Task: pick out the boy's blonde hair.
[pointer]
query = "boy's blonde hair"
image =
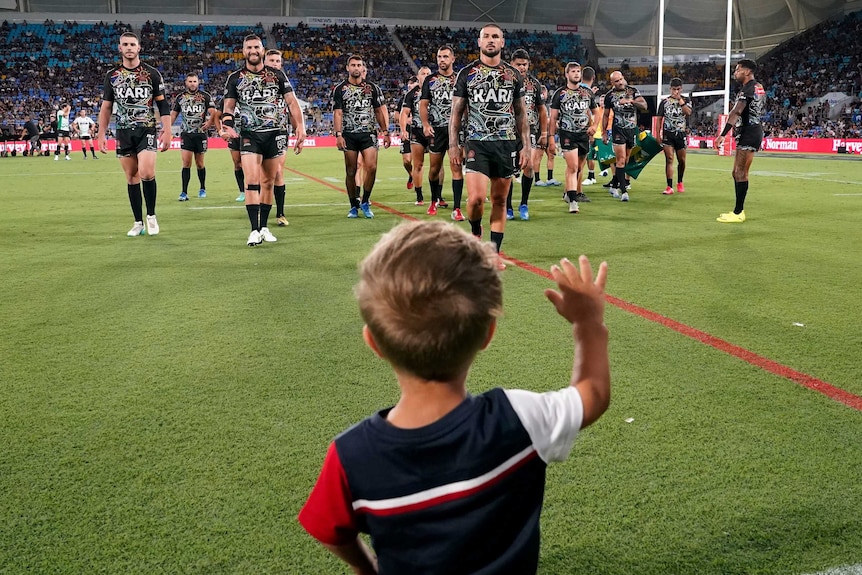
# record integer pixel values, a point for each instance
(429, 293)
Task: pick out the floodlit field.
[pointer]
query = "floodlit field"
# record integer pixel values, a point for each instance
(166, 402)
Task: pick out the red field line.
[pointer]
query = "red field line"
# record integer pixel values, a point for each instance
(750, 357)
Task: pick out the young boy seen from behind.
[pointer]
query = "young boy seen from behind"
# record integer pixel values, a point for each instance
(446, 482)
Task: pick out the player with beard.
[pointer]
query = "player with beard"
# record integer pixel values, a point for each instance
(403, 123)
(418, 140)
(672, 113)
(356, 103)
(435, 109)
(134, 87)
(83, 126)
(625, 101)
(491, 92)
(745, 119)
(274, 60)
(256, 95)
(572, 109)
(64, 131)
(537, 116)
(194, 104)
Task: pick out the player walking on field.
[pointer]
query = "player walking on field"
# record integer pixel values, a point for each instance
(745, 119)
(498, 137)
(135, 87)
(195, 105)
(356, 105)
(256, 94)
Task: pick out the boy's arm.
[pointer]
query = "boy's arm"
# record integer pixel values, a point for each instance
(356, 554)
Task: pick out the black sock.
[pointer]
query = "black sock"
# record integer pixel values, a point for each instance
(149, 187)
(253, 215)
(264, 214)
(741, 192)
(136, 201)
(457, 192)
(186, 176)
(526, 186)
(279, 200)
(240, 180)
(497, 238)
(436, 190)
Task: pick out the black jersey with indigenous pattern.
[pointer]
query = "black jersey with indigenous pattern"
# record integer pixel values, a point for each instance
(572, 105)
(259, 98)
(134, 91)
(754, 97)
(411, 102)
(533, 101)
(490, 92)
(625, 115)
(193, 107)
(438, 89)
(674, 117)
(357, 103)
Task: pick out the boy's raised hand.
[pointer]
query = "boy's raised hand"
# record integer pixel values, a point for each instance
(580, 299)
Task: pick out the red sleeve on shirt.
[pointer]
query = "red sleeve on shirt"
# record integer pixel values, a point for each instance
(328, 514)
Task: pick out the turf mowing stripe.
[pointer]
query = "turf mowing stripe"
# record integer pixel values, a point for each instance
(754, 359)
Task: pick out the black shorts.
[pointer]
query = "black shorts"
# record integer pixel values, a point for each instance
(534, 140)
(579, 141)
(495, 159)
(196, 143)
(358, 141)
(133, 141)
(418, 138)
(627, 136)
(675, 139)
(750, 139)
(440, 141)
(267, 144)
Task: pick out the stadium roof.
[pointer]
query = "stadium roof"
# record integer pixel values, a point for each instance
(619, 27)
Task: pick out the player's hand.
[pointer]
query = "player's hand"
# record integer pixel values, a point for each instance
(165, 141)
(579, 298)
(455, 155)
(300, 140)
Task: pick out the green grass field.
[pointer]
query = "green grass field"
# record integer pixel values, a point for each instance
(166, 402)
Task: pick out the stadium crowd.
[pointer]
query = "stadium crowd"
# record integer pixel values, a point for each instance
(42, 65)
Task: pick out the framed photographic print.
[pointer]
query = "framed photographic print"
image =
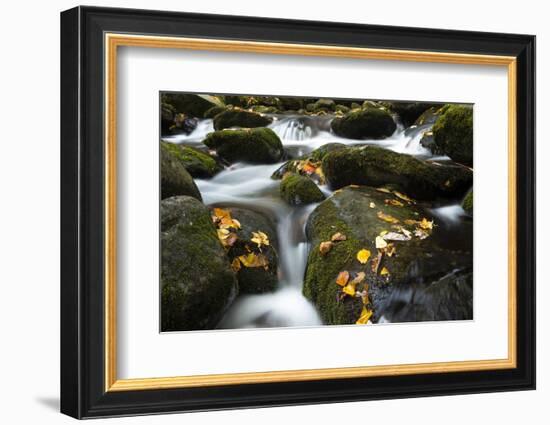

* [Prompt] Wherever the word "player" turns up in a line of the entries above, copy that line.

* [Expected answer]
Task: pick out the player with beard.
query = "player with beard"
Task: pick out the player walking on field.
query = "player walking on field"
Task: pick out the player's hand.
query = "player's hand"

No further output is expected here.